Célèbre photographe animalier, Laurent Geslin vient de s’essayer au cinéma avec le spectaculaire Lynx. Un premier long métrage bluffant car Laurent Geslin capte des images de l’animal dans son milieu naturel, alors qu’il est l’un des plus discrets d’Europe, tout en nous offrant des vues magnifiques du trop méconnu massif jurassien. Après visionnage de ce film, la vie du lynx, espèce protégée et en danger, n’a presque plus de secret pour nous. Je dis bien « presque » parce que Laurent Geslin avoue avec grande modestie qu’un certain nombre des comportements du plus grand félin d’Europe, malgré neuf années de traque et de planques, resteront encore obscurs à ses yeux ainsi qu’à ceux des scientifiques.

Laurent Geslin va s’attacher tout d’abord à suivre un mâle sur son immense territoire, le perdant de vue parfois plusieurs semaines, mais le retrouvant malgré tout, guidé par ses cris lors de la saison des amours  (lorsque le lynx appelle une femelle on dit alors qu’il chante) ou par le comportement des hardes de chevreuils et autres chamois effrayés par sa présence. Il aura ensuite le privilège, lorsque le mâle aura trouvé sa femelle, de suivre et de filmer pendant une année le couple de lynx. Nous assisterons ainsi à la gestation de la femelle, mais également à la progressive émancipation des petits par le biais d’images rarissimes de petits lynx dans leur tanière.

● ● ●

__Consigne écrite a__
Résume en deux phrases le texte sur le film Lynx.

__Liste__
● ● ●

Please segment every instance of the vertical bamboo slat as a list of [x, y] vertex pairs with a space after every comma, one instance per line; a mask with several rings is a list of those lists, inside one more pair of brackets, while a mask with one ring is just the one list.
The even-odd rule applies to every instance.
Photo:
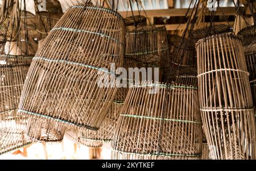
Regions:
[[255, 159], [255, 123], [241, 40], [224, 34], [197, 44], [200, 110], [212, 159]]

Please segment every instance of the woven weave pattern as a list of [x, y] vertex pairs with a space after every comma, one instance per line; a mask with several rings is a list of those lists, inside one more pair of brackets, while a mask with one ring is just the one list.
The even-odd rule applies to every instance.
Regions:
[[101, 68], [121, 66], [124, 30], [123, 19], [110, 10], [87, 5], [68, 10], [33, 59], [20, 114], [98, 129], [117, 92], [98, 87], [102, 74], [114, 77]]
[[198, 159], [201, 122], [193, 87], [152, 85], [129, 89], [112, 142], [113, 159]]
[[212, 159], [255, 158], [255, 123], [241, 40], [232, 34], [199, 40], [200, 110]]

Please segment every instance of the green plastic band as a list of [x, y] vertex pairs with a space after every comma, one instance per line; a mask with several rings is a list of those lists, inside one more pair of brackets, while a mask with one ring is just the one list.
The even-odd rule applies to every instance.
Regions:
[[137, 155], [139, 156], [162, 156], [162, 157], [198, 157], [201, 156], [201, 154], [193, 154], [193, 155], [184, 155], [184, 154], [175, 154], [175, 153], [139, 153], [136, 152], [126, 152], [119, 150], [112, 149], [114, 151], [116, 151], [119, 153], [127, 154], [127, 155]]
[[16, 109], [10, 109], [10, 110], [4, 111], [1, 111], [1, 112], [0, 112], [0, 115], [1, 114], [5, 114], [5, 113], [8, 113], [8, 112], [15, 111], [17, 111], [17, 110], [18, 110]]
[[77, 126], [77, 127], [84, 127], [84, 128], [86, 128], [89, 129], [89, 130], [94, 130], [94, 131], [97, 131], [98, 130], [98, 128], [94, 128], [94, 127], [91, 127], [91, 126], [88, 126], [87, 125], [82, 125], [82, 124], [75, 124], [75, 123], [73, 123], [72, 122], [69, 122], [68, 120], [63, 120], [63, 119], [59, 119], [59, 118], [53, 118], [53, 117], [52, 117], [52, 116], [45, 115], [39, 114], [39, 113], [36, 113], [36, 112], [28, 111], [27, 111], [27, 110], [25, 110], [19, 109], [18, 110], [18, 111], [19, 112], [23, 112], [23, 113], [25, 113], [25, 114], [28, 114], [28, 115], [41, 116], [42, 118], [47, 118], [47, 119], [53, 119], [53, 120], [56, 120], [57, 122], [61, 122], [61, 123], [68, 124], [70, 124], [70, 125], [75, 126]]
[[76, 62], [68, 61], [68, 60], [53, 60], [53, 59], [50, 59], [48, 58], [46, 58], [44, 57], [38, 57], [38, 56], [36, 56], [36, 57], [35, 56], [34, 58], [33, 58], [33, 60], [43, 60], [48, 61], [48, 62], [61, 62], [61, 63], [65, 63], [65, 64], [73, 64], [73, 65], [79, 65], [79, 66], [81, 66], [82, 67], [86, 67], [86, 68], [90, 68], [90, 69], [96, 69], [96, 70], [105, 72], [106, 73], [110, 74], [110, 75], [112, 75], [112, 76], [114, 76], [115, 77], [115, 73], [113, 73], [113, 72], [110, 72], [109, 71], [106, 71], [106, 70], [103, 69], [101, 68], [94, 66], [90, 65], [86, 65], [86, 64], [82, 64], [82, 63]]
[[102, 34], [102, 33], [99, 33], [99, 32], [93, 32], [93, 31], [90, 31], [85, 30], [75, 29], [75, 28], [72, 28], [63, 27], [53, 28], [52, 29], [52, 30], [51, 30], [50, 32], [51, 32], [52, 31], [54, 31], [54, 30], [62, 30], [73, 31], [73, 32], [86, 32], [86, 33], [100, 35], [101, 37], [106, 37], [109, 38], [110, 39], [113, 40], [114, 41], [115, 41], [117, 43], [120, 43], [121, 44], [124, 44], [123, 43], [121, 43], [120, 41], [119, 41], [119, 40], [115, 39], [114, 37], [109, 36], [108, 35], [104, 35], [104, 34]]
[[150, 55], [153, 52], [159, 52], [159, 51], [164, 51], [168, 50], [168, 48], [165, 48], [158, 51], [148, 51], [148, 52], [138, 52], [135, 53], [130, 53], [130, 54], [126, 54], [126, 55]]
[[84, 137], [79, 137], [79, 139], [82, 139], [84, 140], [89, 140], [92, 141], [96, 142], [102, 142], [102, 143], [109, 143], [112, 141], [112, 140], [107, 140], [107, 139], [89, 139]]
[[20, 148], [27, 147], [27, 146], [28, 146], [28, 145], [30, 145], [31, 144], [32, 144], [32, 142], [28, 142], [28, 143], [27, 143], [26, 144], [25, 144], [24, 145], [20, 145], [17, 146], [16, 147], [12, 148], [9, 149], [8, 151], [4, 151], [4, 152], [0, 152], [0, 155], [3, 155], [3, 154], [9, 153], [11, 153], [11, 152], [13, 152], [14, 151], [16, 150], [18, 148]]
[[75, 9], [75, 8], [77, 8], [77, 9], [92, 9], [92, 10], [102, 10], [102, 11], [105, 11], [109, 12], [110, 12], [113, 14], [114, 14], [115, 15], [119, 17], [121, 19], [123, 19], [123, 18], [122, 17], [122, 16], [120, 15], [120, 14], [119, 14], [117, 12], [115, 12], [113, 11], [112, 11], [110, 9], [105, 9], [105, 8], [102, 8], [102, 7], [88, 7], [88, 6], [78, 6], [78, 5], [75, 5], [71, 7], [72, 9]]
[[173, 122], [183, 122], [183, 123], [195, 123], [195, 124], [202, 123], [202, 122], [201, 122], [192, 121], [192, 120], [188, 120], [167, 119], [167, 118], [156, 118], [156, 117], [152, 117], [152, 116], [134, 115], [129, 115], [129, 114], [120, 114], [119, 116], [135, 118], [139, 118], [139, 119], [153, 119], [153, 120], [166, 120], [166, 121], [173, 121]]
[[117, 105], [123, 105], [123, 103], [124, 103], [124, 101], [118, 101], [118, 100], [115, 100], [115, 101], [113, 101], [113, 102], [114, 103], [116, 103], [116, 104], [117, 104]]

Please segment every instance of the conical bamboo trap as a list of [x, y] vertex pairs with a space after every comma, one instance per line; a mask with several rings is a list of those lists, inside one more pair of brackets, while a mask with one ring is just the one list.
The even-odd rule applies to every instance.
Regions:
[[131, 31], [147, 25], [147, 18], [143, 15], [131, 16], [125, 19], [126, 31]]
[[138, 61], [164, 66], [169, 57], [165, 27], [141, 27], [126, 32], [126, 55]]
[[255, 159], [255, 123], [241, 40], [232, 34], [197, 44], [199, 99], [212, 159]]
[[247, 45], [255, 42], [256, 26], [253, 25], [242, 29], [238, 33], [239, 36], [242, 36], [243, 45]]
[[81, 5], [67, 11], [28, 71], [19, 107], [20, 114], [35, 120], [29, 123], [27, 135], [37, 135], [30, 131], [39, 131], [38, 119], [80, 128], [100, 128], [117, 88], [101, 87], [98, 82], [102, 76], [115, 78], [102, 68], [109, 70], [112, 63], [115, 67], [122, 65], [124, 30], [123, 18], [111, 10]]
[[17, 110], [32, 57], [0, 56], [0, 155], [31, 143], [24, 136], [27, 118]]
[[[127, 73], [129, 68], [134, 68], [137, 67], [137, 65], [138, 63], [136, 60], [125, 56], [123, 66], [126, 69]], [[127, 83], [129, 84], [129, 82]], [[114, 101], [100, 129], [97, 131], [92, 130], [80, 131], [78, 136], [77, 141], [79, 143], [89, 147], [98, 148], [102, 146], [104, 143], [108, 143], [112, 140], [117, 123], [117, 119], [121, 112], [128, 90], [128, 87], [118, 89]], [[73, 131], [72, 133], [69, 134], [70, 136], [73, 139], [76, 139], [76, 136], [74, 136], [74, 133], [76, 132], [76, 131]]]
[[191, 73], [177, 76], [175, 82], [179, 84], [197, 86], [197, 74]]
[[[153, 88], [158, 91], [150, 94]], [[112, 159], [200, 159], [197, 98], [196, 88], [185, 85], [130, 87], [112, 141]]]

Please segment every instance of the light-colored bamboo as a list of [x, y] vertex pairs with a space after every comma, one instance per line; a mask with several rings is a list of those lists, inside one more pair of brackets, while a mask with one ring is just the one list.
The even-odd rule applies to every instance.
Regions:
[[243, 45], [256, 42], [256, 25], [253, 25], [242, 29], [238, 33], [239, 36], [242, 36], [242, 41]]
[[131, 31], [147, 25], [147, 18], [143, 15], [131, 16], [125, 19], [126, 31]]
[[[150, 94], [153, 88], [159, 91]], [[192, 86], [142, 84], [130, 87], [112, 141], [112, 159], [200, 159], [197, 99]]]
[[168, 64], [168, 47], [165, 27], [140, 27], [126, 32], [127, 56], [156, 66]]
[[0, 155], [26, 145], [27, 117], [17, 113], [32, 56], [0, 56]]
[[197, 44], [200, 110], [211, 159], [255, 159], [255, 121], [241, 40], [224, 34]]
[[33, 59], [20, 114], [98, 130], [117, 90], [99, 86], [102, 76], [115, 79], [102, 68], [121, 66], [124, 40], [125, 24], [118, 13], [91, 5], [71, 7]]
[[256, 42], [243, 47], [250, 80], [256, 78]]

● ● ●

__Consigne écrite b__
Exprime sous forme de liste JSON de chaînes les lignes de la liste, en partant de sa première ligne et en allant jusqu'à la ligne qui contient « 40], [200, 110]] », ces deux lignes comprises, une chaîne par ligne. Laisse de côté les lignes vides et les images.

__Réponse complète a__
Avec Lynx, son premier long métrage, le photographe animalier Laurent Geslin filme le lynx, l'un des animaux les plus discrets d'Europe, dans son milieu naturel et montre de belles vues du massif jurassien, tout en reconnaissant que certains comportements de ce félin restent obscurs après neuf années de traque. Il suit d'abord un mâle sur son immense territoire, puis filme pendant un an le couple formé avec sa femelle, de la gestation à l'émancipation progressive des petits.

__Réponse complète b__
[
  "Please segment every instance of the vertical bamboo slat as a list of [x, y] vertex pairs with a space after every comma, one instance per line; a mask with several rings is a list of those lists, inside one more pair of brackets, while a mask with one ring is just the one list.",
  "The even-odd rule applies to every instance.",
  "Photo:",
  "Regions:",
  "[[255, 159], [255, 123], [241, 40], [224, 34], [197, 44], [200, 110], [212, 159]]",
  "Please segment every instance of the woven weave pattern as a list of [x, y] vertex pairs with a space after every comma, one instance per line; a mask with several rings is a list of those lists, inside one more pair of brackets, while a mask with one ring is just the one list.",
  "The even-odd rule applies to every instance.",
  "Regions:",
  "[[101, 68], [121, 66], [124, 30], [123, 19], [110, 10], [87, 5], [68, 10], [33, 59], [20, 114], [98, 129], [117, 92], [98, 87], [102, 74], [114, 77]]",
  "[[198, 159], [201, 122], [193, 87], [152, 85], [129, 89], [112, 142], [113, 159]]",
  "[[212, 159], [255, 158], [255, 123], [241, 40], [232, 34], [199, 40], [200, 110]]"
]